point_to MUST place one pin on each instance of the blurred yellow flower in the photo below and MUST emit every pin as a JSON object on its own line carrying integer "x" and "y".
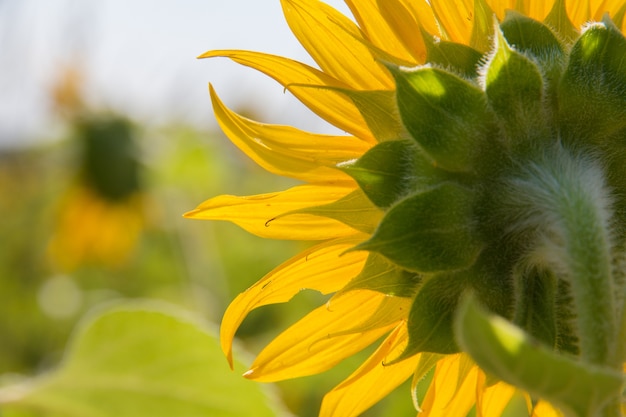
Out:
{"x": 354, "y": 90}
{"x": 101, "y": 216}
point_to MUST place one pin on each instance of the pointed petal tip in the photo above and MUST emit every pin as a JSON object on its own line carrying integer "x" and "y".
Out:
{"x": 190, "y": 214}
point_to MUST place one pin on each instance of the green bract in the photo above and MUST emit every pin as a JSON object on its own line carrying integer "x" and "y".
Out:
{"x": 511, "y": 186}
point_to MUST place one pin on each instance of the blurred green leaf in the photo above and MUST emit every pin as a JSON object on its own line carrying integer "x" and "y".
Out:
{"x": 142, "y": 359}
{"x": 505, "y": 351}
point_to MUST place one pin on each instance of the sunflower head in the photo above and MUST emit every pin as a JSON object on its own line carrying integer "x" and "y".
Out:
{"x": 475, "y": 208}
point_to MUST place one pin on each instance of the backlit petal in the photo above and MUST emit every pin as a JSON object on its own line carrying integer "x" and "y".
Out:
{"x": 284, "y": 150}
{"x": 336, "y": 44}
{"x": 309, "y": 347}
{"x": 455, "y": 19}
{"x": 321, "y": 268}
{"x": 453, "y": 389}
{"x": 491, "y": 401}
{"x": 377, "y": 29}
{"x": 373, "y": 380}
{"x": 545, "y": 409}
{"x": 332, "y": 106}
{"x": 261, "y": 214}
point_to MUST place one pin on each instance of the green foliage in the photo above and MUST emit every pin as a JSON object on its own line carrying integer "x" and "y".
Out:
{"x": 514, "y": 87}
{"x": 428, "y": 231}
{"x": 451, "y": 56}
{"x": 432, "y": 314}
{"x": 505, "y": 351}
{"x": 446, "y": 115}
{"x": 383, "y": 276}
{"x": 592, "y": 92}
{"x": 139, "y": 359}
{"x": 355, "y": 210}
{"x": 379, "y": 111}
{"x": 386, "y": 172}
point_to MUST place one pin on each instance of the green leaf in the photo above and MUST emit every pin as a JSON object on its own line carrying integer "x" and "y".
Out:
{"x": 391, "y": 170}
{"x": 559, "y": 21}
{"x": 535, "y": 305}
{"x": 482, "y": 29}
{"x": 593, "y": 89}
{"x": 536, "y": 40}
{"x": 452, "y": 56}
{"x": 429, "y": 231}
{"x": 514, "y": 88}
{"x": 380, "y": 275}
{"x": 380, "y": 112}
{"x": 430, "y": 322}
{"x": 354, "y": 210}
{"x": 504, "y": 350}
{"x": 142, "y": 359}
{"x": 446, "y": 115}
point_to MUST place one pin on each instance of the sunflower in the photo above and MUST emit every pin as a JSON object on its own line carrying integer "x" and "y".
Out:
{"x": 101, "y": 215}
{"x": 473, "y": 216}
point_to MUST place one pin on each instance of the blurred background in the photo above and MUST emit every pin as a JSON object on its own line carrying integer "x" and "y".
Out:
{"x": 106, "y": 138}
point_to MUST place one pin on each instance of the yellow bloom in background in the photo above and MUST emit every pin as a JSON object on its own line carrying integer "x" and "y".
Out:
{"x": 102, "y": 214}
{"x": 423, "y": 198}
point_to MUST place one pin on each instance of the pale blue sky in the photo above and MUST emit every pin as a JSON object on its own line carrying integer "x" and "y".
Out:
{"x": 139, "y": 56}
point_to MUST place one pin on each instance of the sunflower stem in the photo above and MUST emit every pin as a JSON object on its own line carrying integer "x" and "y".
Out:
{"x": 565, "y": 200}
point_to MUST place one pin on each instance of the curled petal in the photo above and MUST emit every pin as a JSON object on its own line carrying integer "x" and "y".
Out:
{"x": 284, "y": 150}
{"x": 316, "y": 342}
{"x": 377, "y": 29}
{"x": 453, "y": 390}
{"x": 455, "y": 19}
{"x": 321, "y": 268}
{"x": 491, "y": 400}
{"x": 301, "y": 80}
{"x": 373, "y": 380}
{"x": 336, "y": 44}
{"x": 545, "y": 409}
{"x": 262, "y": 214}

==

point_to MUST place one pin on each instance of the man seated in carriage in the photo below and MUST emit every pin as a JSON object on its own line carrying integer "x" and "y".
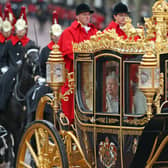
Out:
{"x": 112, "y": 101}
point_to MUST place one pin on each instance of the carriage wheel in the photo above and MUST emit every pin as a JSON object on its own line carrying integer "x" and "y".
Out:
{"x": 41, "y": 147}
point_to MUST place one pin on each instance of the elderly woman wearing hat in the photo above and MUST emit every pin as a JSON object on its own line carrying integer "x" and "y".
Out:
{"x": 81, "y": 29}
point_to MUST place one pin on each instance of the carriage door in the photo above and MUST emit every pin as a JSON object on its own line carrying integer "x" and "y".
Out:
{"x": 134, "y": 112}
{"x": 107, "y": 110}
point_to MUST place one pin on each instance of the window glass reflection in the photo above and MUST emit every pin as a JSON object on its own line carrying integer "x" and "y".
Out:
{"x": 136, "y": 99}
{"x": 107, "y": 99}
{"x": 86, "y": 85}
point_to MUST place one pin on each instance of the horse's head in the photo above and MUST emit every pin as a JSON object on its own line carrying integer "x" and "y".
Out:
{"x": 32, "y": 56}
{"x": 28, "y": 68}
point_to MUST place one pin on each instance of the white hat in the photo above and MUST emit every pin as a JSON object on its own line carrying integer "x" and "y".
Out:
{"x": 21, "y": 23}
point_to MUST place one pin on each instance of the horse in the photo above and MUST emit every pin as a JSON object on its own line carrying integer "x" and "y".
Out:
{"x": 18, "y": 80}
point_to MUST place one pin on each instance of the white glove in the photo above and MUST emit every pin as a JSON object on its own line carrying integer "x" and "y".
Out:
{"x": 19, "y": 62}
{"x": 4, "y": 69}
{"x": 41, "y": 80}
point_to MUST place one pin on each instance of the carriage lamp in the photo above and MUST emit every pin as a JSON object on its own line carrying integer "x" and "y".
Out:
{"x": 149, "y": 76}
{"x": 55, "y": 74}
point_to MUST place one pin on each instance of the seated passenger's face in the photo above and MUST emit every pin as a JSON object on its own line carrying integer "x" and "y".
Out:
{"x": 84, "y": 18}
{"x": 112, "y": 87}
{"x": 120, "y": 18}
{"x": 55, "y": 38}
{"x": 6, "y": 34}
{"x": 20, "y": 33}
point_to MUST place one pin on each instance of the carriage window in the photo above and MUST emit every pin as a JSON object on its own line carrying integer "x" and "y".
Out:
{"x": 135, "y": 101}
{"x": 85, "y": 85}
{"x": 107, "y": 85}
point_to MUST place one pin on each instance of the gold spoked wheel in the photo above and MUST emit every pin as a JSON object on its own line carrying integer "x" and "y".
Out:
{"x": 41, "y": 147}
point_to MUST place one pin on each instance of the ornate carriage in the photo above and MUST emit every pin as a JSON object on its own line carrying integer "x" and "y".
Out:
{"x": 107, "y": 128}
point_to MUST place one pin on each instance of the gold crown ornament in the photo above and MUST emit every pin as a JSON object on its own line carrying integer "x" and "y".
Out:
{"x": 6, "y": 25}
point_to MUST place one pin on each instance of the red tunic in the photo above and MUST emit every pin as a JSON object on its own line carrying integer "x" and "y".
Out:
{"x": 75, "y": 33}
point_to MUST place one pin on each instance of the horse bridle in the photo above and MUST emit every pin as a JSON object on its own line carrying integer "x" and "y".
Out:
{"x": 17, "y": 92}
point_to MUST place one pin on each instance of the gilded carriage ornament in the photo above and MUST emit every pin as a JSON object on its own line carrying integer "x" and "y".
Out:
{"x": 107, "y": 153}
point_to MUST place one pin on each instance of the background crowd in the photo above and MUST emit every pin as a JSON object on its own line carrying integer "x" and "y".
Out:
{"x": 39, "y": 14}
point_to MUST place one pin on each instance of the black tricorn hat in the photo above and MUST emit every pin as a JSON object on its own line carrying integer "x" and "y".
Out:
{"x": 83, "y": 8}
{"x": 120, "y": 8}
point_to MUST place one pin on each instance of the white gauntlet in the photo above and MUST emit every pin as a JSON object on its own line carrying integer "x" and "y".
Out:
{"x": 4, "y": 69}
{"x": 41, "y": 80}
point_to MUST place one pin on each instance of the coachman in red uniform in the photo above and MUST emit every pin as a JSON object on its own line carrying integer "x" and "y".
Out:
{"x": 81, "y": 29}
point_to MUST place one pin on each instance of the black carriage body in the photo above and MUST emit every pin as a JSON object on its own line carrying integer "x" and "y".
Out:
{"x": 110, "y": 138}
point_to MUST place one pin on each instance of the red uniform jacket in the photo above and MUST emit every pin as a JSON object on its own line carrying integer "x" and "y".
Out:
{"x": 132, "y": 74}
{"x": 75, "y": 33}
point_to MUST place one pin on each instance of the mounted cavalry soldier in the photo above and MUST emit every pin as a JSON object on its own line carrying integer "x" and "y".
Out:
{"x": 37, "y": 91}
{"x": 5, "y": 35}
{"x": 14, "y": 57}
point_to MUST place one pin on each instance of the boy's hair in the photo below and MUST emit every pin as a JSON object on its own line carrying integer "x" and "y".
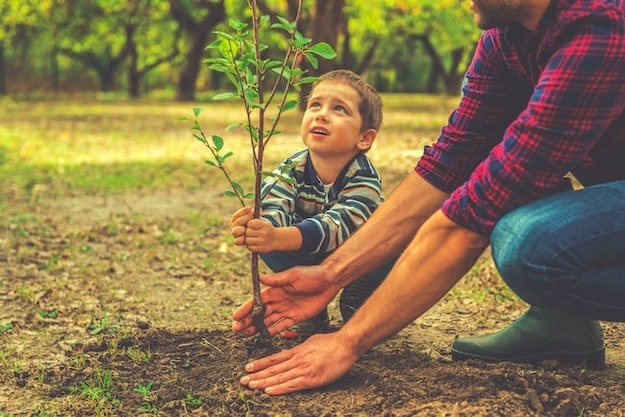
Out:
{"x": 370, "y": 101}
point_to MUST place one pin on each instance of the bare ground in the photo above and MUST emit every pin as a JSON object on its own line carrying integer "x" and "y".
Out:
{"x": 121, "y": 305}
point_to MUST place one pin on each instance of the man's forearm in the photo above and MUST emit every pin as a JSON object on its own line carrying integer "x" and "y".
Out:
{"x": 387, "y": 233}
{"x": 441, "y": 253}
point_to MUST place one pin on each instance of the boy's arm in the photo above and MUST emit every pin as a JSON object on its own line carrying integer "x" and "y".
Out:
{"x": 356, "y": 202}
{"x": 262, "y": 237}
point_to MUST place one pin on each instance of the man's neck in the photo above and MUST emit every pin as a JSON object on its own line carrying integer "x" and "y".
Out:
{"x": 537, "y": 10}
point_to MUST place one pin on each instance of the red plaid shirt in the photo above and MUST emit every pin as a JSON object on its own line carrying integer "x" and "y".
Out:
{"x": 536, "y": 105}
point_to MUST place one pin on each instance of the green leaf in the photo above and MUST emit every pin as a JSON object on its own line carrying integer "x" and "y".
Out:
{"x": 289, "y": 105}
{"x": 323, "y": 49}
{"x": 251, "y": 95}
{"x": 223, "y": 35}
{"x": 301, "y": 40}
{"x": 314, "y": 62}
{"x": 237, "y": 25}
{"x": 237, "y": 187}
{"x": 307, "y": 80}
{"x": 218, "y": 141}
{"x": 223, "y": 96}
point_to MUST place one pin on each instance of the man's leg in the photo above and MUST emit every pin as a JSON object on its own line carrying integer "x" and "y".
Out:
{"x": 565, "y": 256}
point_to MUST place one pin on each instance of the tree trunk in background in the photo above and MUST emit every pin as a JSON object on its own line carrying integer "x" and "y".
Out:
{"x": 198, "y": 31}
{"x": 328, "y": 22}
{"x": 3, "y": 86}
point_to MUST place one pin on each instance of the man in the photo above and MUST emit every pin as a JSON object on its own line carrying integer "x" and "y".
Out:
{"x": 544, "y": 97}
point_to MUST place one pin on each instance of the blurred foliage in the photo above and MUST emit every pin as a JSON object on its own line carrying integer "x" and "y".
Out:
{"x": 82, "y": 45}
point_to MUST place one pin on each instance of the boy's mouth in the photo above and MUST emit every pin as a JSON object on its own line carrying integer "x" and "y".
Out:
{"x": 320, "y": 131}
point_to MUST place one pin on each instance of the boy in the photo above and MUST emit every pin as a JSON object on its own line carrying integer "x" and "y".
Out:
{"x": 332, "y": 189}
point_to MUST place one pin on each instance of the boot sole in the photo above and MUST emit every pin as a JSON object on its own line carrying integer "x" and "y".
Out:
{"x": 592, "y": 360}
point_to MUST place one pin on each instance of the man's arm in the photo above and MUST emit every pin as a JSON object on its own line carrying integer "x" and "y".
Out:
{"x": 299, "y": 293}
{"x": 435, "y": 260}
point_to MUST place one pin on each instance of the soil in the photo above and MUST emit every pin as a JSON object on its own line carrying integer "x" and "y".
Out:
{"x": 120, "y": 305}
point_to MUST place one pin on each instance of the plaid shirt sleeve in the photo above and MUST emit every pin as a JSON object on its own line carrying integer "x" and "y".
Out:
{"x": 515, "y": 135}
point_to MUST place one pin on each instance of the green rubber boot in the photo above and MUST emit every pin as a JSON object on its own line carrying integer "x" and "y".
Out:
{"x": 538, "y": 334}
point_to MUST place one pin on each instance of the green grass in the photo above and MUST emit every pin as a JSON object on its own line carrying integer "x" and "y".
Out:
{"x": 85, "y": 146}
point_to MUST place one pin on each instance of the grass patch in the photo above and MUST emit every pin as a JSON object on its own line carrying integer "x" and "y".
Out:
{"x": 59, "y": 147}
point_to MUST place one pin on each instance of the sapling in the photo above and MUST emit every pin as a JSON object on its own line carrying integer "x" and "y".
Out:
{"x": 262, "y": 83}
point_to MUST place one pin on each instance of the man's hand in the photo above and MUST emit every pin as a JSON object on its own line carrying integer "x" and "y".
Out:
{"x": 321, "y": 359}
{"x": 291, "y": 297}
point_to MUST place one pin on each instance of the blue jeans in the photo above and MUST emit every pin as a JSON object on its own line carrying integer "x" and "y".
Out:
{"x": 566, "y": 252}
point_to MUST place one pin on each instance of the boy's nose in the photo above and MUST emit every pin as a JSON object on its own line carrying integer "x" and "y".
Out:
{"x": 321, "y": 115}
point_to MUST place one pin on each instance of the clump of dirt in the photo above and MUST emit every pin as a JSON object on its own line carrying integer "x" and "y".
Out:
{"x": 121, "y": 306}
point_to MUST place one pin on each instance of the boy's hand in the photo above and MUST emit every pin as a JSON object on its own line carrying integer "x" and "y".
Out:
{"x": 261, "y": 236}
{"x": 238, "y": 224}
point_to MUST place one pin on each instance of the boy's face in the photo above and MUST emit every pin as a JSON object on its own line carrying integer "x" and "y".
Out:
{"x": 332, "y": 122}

**What is asked:**
State how many lines in the listing above contain the word "tunic", treating uppercase and lowercase as different, and give only the number.

**Reply:**
1